→ TASK BRIEF
Every line that contains the word "water" should be copied from the records below.
[EXCERPTED DATA Boundary: Start]
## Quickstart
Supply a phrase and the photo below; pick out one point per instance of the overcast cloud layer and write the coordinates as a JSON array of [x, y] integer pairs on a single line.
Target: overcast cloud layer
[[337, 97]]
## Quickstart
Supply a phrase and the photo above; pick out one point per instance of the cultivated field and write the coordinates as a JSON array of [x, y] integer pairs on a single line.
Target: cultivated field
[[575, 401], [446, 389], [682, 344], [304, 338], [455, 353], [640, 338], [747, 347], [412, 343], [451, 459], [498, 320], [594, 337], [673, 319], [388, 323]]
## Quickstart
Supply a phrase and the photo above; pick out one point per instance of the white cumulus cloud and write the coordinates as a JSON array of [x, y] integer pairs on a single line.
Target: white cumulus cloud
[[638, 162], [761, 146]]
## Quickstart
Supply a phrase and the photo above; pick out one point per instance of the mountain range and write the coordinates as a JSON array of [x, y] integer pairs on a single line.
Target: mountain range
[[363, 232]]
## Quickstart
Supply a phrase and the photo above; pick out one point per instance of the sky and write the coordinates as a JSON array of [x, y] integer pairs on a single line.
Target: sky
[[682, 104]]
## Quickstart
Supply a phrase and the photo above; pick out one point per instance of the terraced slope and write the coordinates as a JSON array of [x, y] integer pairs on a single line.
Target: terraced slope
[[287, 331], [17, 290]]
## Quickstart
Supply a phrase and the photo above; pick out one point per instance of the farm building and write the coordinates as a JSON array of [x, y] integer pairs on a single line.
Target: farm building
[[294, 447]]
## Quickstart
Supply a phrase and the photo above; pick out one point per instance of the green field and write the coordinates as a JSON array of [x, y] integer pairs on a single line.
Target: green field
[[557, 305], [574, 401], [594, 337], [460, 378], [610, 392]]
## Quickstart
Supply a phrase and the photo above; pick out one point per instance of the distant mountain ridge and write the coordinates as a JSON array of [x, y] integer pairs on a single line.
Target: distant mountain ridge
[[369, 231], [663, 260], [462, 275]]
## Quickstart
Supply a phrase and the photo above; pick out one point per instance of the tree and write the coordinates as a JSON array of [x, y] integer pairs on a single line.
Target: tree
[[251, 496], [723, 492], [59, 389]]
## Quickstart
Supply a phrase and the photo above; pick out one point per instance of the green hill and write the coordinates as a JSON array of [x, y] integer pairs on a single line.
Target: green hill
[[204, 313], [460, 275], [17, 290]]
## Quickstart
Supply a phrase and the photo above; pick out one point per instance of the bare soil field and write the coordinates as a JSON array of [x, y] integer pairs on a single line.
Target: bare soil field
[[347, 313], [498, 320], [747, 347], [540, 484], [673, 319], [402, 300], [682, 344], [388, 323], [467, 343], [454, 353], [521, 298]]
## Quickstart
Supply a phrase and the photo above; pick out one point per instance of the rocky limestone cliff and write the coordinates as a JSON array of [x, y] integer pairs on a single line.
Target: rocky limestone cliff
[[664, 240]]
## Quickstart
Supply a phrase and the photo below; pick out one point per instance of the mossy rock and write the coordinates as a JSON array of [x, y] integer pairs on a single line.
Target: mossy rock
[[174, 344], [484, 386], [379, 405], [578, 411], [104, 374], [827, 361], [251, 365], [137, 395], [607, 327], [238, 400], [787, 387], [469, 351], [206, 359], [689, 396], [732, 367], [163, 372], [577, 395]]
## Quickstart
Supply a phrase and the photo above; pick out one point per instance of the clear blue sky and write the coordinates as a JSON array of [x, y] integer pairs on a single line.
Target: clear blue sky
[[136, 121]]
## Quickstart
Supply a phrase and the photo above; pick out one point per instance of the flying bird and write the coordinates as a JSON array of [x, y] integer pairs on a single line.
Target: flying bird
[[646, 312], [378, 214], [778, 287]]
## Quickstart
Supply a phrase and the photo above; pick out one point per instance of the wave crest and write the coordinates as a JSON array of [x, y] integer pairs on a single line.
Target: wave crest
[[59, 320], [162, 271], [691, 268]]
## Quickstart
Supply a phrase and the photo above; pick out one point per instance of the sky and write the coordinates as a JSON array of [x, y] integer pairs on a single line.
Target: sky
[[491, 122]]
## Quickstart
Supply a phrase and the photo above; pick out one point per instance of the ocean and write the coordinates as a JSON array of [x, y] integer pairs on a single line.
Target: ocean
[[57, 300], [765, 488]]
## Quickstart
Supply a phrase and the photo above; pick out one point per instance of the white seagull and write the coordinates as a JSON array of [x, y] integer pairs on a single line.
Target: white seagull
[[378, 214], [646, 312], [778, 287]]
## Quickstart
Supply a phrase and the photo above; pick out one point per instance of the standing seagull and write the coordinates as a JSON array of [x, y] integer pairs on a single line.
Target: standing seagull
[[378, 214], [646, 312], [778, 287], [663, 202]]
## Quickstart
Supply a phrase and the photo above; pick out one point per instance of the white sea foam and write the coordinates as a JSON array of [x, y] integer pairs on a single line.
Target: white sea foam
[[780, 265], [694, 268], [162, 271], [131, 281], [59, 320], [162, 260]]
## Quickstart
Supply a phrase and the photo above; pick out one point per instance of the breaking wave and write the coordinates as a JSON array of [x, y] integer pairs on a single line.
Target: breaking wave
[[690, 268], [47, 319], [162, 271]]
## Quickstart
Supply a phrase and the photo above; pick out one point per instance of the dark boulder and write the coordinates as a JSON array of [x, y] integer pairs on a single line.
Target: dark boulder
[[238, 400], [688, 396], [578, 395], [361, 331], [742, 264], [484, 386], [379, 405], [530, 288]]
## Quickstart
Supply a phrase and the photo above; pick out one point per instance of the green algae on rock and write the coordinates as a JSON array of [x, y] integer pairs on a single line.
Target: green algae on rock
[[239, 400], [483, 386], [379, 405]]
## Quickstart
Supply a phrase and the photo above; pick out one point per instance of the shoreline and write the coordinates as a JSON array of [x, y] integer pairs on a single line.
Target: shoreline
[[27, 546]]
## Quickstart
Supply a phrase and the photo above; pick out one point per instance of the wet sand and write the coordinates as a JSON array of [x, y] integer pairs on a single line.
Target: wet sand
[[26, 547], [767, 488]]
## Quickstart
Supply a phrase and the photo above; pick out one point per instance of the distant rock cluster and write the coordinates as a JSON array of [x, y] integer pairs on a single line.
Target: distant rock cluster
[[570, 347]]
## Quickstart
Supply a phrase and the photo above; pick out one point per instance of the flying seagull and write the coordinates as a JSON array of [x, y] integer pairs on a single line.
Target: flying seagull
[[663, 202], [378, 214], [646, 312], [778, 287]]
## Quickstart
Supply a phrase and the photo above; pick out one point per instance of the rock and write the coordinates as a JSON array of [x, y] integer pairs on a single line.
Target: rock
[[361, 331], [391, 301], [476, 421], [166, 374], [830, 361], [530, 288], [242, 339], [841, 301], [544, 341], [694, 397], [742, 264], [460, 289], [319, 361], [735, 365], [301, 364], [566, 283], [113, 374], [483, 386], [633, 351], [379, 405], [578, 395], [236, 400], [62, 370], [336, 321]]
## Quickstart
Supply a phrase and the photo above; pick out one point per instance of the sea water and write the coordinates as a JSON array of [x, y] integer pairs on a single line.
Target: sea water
[EXCERPTED DATA Boundary: End]
→ RESPONSE BELOW
Supply a phrase and the photo above; pick out one point per instance of the sea water and write the coordinates as a JSON array of [x, y] integer pairs on a single line.
Target: sea water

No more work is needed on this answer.